Wednesday, October 12, 2016

Most Americans favor marijuana legalization — except for Republicans

Over half of US states have enacted laws legalizing some form of marijuana use — either medical or recreational, or both in the cases of Colorado and Washington.

And Americans, as a unified group, favor marijuana legalization.

When asked by Pew Research, “Do you think the use of marijuana should be made legal or not?”, a whopping 57% answered yes (while just 37% responded with no).

Even when you break down Americans by age groups, every demographic from Millennials (18- to 35-year-olds) to Baby Boomers (52- to 70-year-olds) supports legalization.

Only one group opposes legalization — the so-called “Silent” generation (71-88-year-olds) oppose legalization 59% against to 33% in favor.

Things break apart when you start looking at people by political affiliation.

Donald Trump and Hillary Clinton

“Most Republicans (55%) oppose marijuana legalization, while 41% favor it,” Pew’s latest poll found.

Democrats, overwhelmingly, support legalization — 66% of Democratic respondents said they favor legalization, while just 30% oppose.

Notoriously, neither candidate for president favors marijuana legalization.

Clinton favors the re-classification of marijuana, but she’s not in favor of outright legalization for medical or recreational use. As Clinton’s website states: “She believes we should use alternatives to incarceration for low-level, nonviolent marijuana users, and she will reschedule marijuana from a Schedule I to a Schedule II substance.”

Information provided.
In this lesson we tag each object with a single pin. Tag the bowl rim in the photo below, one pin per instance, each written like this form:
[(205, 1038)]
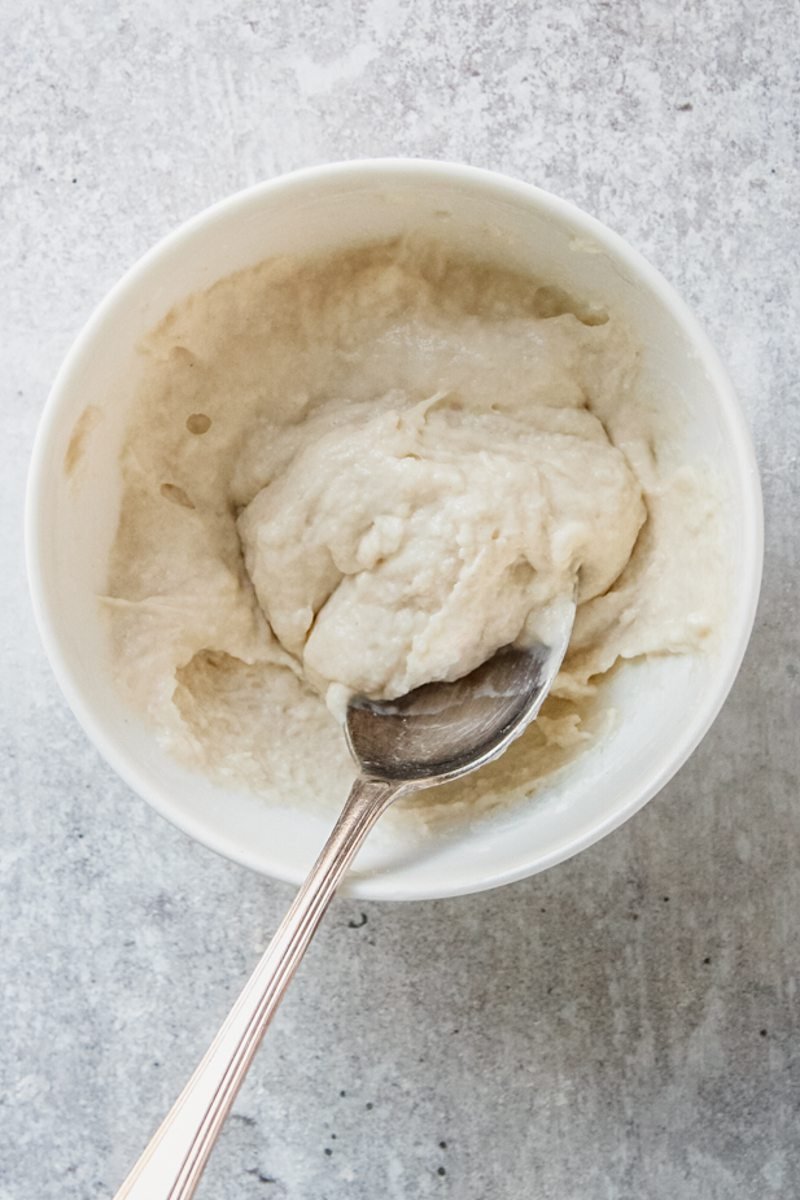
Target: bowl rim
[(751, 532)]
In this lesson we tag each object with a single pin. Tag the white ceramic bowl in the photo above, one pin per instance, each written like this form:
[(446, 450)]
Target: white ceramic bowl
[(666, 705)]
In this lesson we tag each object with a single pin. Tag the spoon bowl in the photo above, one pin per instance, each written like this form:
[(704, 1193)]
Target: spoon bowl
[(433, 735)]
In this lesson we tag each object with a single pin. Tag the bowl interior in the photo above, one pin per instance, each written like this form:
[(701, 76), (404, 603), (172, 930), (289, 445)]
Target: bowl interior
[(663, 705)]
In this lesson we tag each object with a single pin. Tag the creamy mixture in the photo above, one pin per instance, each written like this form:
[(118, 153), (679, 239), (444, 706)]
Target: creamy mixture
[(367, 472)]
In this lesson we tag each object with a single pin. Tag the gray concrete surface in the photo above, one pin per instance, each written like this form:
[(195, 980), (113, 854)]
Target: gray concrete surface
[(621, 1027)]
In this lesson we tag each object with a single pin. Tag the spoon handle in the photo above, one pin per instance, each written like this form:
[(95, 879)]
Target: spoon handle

Questions.
[1] In the marijuana legalization article, what percentage of Democratic respondents favor legalization?
[2] Pick up the marijuana legalization article after its final sentence and keep writing.
The lines have no connection to the marijuana legalization article.

Expected results.
[1] 66% of Democratic respondents favor legalization.

[2]
Trump has publicly supported medical marijuana throughout his campaign, but his policy on marijuana has shifted from one of pro-legalization to something a bit more cautious. Trump explained his approach to marijuana legalization to ABC News’ Martha Raddatz in a November 2015 interview: 

“It’s something that I’ve always said maybe it has to be looked at because we do such a poor job of policing. We don’t want to build walls. We don’t want to do anything. And if you’re not going to want to do the policing, you’re going to have to start thinking about other alternatives. But it’s not something that I would want to do.”

Regardless of the political demographics tied to marijuana legalization on a nation-wide scale, individual US states are already making moves toward legalization. A whopping nine states will vote this November on initiatives to legalize some form of marijuana use — five of those states are voting on full-on recreational legalization.